WHAT TO DO:
**A.** In the review of ‘Riviera’, swap "solemn" for "somber" and write out the part from "As ‘Riviera’ approached" to "and direct emotion.".
**B.** According to the review of ‘Riviera’, at which venue did The Hellp play a show with Fakemink as support?
**C.** Do these statements agree with the review of ‘Riviera’? Answer yes or no for each, quoting the words that decide it. (i) The Hellp began releasing music in 2016. (ii) ‘Doppler’ is the album’s closing track. (iii) NME first highlighted The Hellp in 2021.

PASSAGE:
The leather jackets and skinny jeans worn by Noah Dillon and Chandler Ransom Lucy have become something of a signature, and the pair have hovered around the edges of the pop worlds in New York and Los Angeles for quite some time. First highlighted by NME during the Dimes Square resurgence in 2023, The Hellp have gradually stepped away from their earlier indie-sleaze imitation and leaned into something far more thoughtful. Their wild, neon-tinged party vibe has been traded for a more cinematic electronic approach that still holds onto a confident, self-aware attitude.
Dillon and Lucy started releasing music as The Hellp in 2016, with early mixtapes rooted in the chaotic nights and carefree behaviour once associated with NYC’s indie-sleaze staples like LCD Soundsystem and Yeah Yeah Yeahs. Over time, though, they’ve earned a steadily growing respect from critics. That rise has come through both their underground gigs, which have included a show at London’s Corsica Studios with Fakemink as support, and through Dillon’s expanding visual work that recently reached Rosalía’s ‘LUX’ album and a pair of music videos for 2hollis.
As ‘Riviera’ approached release, the duo shared: “We knew our next project would need to be a bit more mature… we refuse to become stagnant. ‘Riviera’ is more solemn, restrained and impassioned than anything we’ve done before.” The finished album feels like Dillon and Lucy carefully balancing identity and openness, theatricality and direct emotion.
The lead release, ‘Country Road’, carries a late-night heaviness, the kind of confession you would quietly tell a friend in a club’s smoking area. Its lonely tone is surrounded by glitching electronics and a rising bridge that points to the exhaustion that follows endless nights out. Tracks like ‘New Wave America’ and ‘Cortt’ deepen what the duo mention in their liner notes as a “desperate story of the disparate Americana.” Both pieces broaden the album’s emotional landscape and offer clear-eyed commentary on reluctantly stepping into adulthood.
When ‘Riviera’ shifts into ‘Doppler’, the tone brightens for a moment as hopeful synths lift Dillon’s words about yearning and heartbreak into an emotional peak. And in the final moments of the record, The Hellp land on something instantly familiar to anyone who has drifted away from the club scene. The Kavinsky-like opening of ‘Here I Am’ nods to their early inspirations, while the closing track ‘Live Forever’ arrives with a slow, grounded maturity, built around Dillon repeating the line: “I don’t want to live forever.”
‘Riviera’ holds far less disorder than The Hellp’s earlier releases. This turn inward marks an important risk for a duo once fuelled by the momentum of a downtown New York comeback. By easing off the frenzy, The Hellp have stepped out of the party’s lingering haze and returned with a style that feels more refined and more aware of itself than anything they have created before.

[Pointing dataset records]
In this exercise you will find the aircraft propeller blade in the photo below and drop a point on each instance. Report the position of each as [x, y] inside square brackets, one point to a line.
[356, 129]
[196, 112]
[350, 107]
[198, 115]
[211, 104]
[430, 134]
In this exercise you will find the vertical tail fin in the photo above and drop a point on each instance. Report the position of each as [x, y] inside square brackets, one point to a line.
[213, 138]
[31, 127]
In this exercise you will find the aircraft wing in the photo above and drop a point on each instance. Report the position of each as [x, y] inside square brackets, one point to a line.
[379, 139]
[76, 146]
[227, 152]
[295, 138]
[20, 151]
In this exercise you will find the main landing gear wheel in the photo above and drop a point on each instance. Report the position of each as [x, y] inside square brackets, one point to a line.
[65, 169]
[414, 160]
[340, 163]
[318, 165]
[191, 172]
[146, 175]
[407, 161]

EXERCISE RESPONSES:
**A.**
As ‘Riviera’ approached release, the duo shared: “We knew our next project would need to be a bit more mature… we refuse to become stagnant. ‘Riviera’ is more somber, restrained and impassioned than anything we’ve done before.” The finished album feels like Dillon and Lucy carefully balancing identity and openness, theatricality and direct emotion.

**B.** London’s Corsica Studios.

**C.**
(i) Yes: "Dillon and Lucy started releasing music as The Hellp in 2016"
(ii) No: "the closing track ‘Live Forever’"
(iii) No: "First highlighted by NME during the Dimes Square resurgence in 2023"